Instructions for the task: Pull out each line below that contains the word "windshield". Case counts, so match capital and small letters.

Source records:
──────

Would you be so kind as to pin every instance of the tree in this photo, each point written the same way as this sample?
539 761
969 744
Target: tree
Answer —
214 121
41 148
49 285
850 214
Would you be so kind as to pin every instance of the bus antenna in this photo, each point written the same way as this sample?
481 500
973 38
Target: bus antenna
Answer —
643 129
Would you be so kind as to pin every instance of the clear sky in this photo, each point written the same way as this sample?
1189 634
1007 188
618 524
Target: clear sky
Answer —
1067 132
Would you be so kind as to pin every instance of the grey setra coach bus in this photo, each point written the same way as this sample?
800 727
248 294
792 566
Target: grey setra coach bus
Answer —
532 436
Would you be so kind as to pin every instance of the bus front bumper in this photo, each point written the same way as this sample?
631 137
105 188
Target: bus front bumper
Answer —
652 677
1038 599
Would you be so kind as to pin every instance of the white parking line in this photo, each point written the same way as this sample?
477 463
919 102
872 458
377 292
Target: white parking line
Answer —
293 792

──────

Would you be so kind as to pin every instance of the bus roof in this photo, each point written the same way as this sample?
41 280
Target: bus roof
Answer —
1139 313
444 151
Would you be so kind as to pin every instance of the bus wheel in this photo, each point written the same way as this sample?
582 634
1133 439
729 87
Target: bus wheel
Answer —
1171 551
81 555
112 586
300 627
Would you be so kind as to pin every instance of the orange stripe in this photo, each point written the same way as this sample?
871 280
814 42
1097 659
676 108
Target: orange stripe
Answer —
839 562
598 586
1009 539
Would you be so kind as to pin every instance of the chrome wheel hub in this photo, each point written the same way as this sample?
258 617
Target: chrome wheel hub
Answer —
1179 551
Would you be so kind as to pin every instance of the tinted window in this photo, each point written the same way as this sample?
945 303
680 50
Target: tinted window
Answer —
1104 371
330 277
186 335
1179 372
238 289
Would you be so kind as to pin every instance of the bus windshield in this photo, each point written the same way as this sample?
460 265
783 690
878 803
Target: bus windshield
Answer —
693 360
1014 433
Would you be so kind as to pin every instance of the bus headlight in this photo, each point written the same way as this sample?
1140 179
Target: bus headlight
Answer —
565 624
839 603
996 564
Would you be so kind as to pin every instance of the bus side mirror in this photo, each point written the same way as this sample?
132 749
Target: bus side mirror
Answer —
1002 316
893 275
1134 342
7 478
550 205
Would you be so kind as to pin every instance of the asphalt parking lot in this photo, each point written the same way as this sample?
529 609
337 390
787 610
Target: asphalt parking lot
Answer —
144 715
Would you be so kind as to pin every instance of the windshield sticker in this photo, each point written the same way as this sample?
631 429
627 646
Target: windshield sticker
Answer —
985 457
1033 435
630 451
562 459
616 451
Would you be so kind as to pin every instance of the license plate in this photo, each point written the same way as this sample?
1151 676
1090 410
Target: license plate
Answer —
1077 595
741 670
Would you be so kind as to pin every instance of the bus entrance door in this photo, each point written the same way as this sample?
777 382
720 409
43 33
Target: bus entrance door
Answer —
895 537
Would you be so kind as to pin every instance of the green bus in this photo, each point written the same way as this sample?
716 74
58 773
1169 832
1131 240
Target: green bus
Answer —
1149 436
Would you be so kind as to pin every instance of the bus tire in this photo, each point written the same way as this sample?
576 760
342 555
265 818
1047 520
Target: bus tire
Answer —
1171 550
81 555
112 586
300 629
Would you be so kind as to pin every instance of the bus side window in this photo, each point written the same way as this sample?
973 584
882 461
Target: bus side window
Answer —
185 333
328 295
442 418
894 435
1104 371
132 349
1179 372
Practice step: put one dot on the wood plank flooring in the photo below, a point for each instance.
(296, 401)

──────

Output:
Would you be so kind as to pin every instance of the bus windshield in this photo, each point written the same way as this sample?
Target: bus windshield
Would you be so kind as to pin every instance of the windshield sticker in this photo, each point written the same way as this sample?
Target: windshield sticker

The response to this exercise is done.